[Text extract]
>>>

# 18 color house



## aaron61 (Apr 29, 2007)

check out this house we just finished.18 colors in 1 home! not sure if I like it or not? I think I would have to see it after they get all of their furniture,pictures,drapes, etc... in


----------



## TJ Paint (Jun 18, 2009)

I didn't even watch the vids and I can tell I don't like it. I don't like purple.


----------



## Schmidt & Co. (Nov 6, 2008)

Wow.... How much time was spent just communicating placement of colors?

Great looking job as usual Aaron. :thumbsup:


----------



## RCP (Apr 18, 2007)

Wow! What a combo of colors! Looks like a complicated job, well done!
TJ, how about lime green, bright blue and yellow?:blink:

Was there a designer involved or was this all the HO? I think you are right about the furniture, it is going to take the right stuff to pull it off!


----------



## aaron61 (Apr 29, 2007)

They let there 10 year old daughter pick out the colors! I asked if they were sure about it and he said,"If I don't like it I'll have you re-paint it next year!!!!


----------



## Schmidt & Co. (Nov 6, 2008)

aaron61 said:


> They let there 10 year old daughter pick out the colors! I asked if they were sure about it and he said,"If I don't like it I'll have you re-paint it next year!!!!


That would explain the colors.....  

Still a great job! :thumbsup:


----------



## Dunbar Painting (Mar 19, 2010)

love it


----------



## johnpaint (Sep 20, 2008)

Good job, but I would get depressed living there.I like happy colors myself.


----------



## hoz (Sep 27, 2010)

Horrendous. Guess that's what happens when a 10 yr old gets hold of the color deck. Looks like sharp lines though. Were multiple coats on the colors necessary? Is it too much to ask the owners ethnicity?


----------



## aaron61 (Apr 29, 2007)

<<<

[To be done]
a - Return the passage of the 18-color house thread from "check out this" to "(Jun 18, 2009)".
b - For each statement, answer yes or no according to the 18-color house thread, and quote the words that decide it: (i) the owners let their 10-year-old daughter choose the colors; (ii) TJ Paint watched the videos before giving an opinion; (iii) johnpaint says he would enjoy living in the house.

[Material]
>>>

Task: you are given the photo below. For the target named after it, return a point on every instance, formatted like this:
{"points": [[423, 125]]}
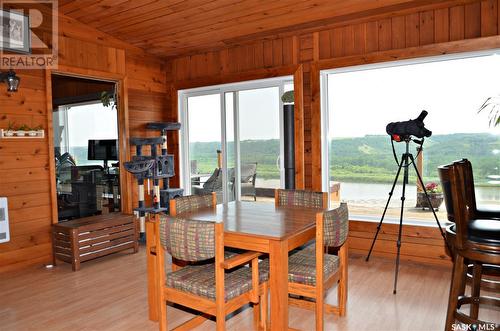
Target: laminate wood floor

<<<
>>>

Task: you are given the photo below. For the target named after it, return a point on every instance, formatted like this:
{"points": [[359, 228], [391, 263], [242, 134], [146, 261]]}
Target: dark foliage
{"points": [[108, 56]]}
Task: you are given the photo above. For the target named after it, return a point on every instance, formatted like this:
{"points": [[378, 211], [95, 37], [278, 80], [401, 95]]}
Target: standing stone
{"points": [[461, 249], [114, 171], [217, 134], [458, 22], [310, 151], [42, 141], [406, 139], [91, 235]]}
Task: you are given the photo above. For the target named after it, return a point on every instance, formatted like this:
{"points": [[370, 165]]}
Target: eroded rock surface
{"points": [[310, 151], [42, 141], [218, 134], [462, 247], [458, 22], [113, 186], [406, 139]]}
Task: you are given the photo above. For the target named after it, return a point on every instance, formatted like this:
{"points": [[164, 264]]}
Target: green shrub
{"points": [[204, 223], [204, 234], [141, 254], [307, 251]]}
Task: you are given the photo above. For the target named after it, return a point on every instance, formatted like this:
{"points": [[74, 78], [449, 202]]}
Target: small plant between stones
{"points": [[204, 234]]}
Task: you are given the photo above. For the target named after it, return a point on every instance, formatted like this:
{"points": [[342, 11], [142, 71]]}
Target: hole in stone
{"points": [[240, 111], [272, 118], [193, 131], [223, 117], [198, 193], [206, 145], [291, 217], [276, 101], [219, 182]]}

<<<
>>>

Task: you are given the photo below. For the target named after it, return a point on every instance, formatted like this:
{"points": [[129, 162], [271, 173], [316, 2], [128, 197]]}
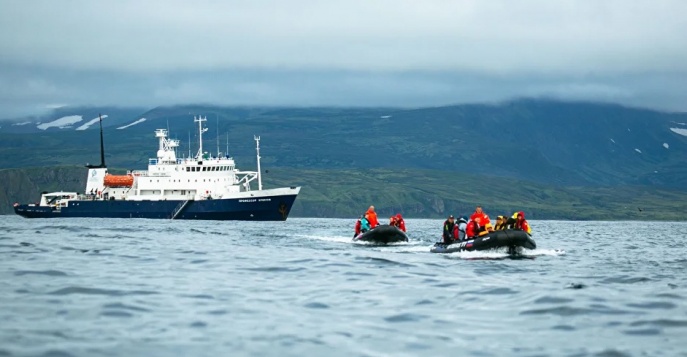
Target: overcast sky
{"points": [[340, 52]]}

<<<

[Task-by-task outputs]
a -
check out this house we just finished.18 colors in 1 home! not sure if I like it or not? I think I would have to see it after they get all of their furniture,pictures,drapes, etc... in


----------



## TJ Paint (Jun 18, 2009)

b -
(i) Yes: "They let there 10 year old daughter pick out the colors!"
(ii) No: "I didn't even watch the vids and I can tell I don't like it."
(iii) No: "I would get depressed living there."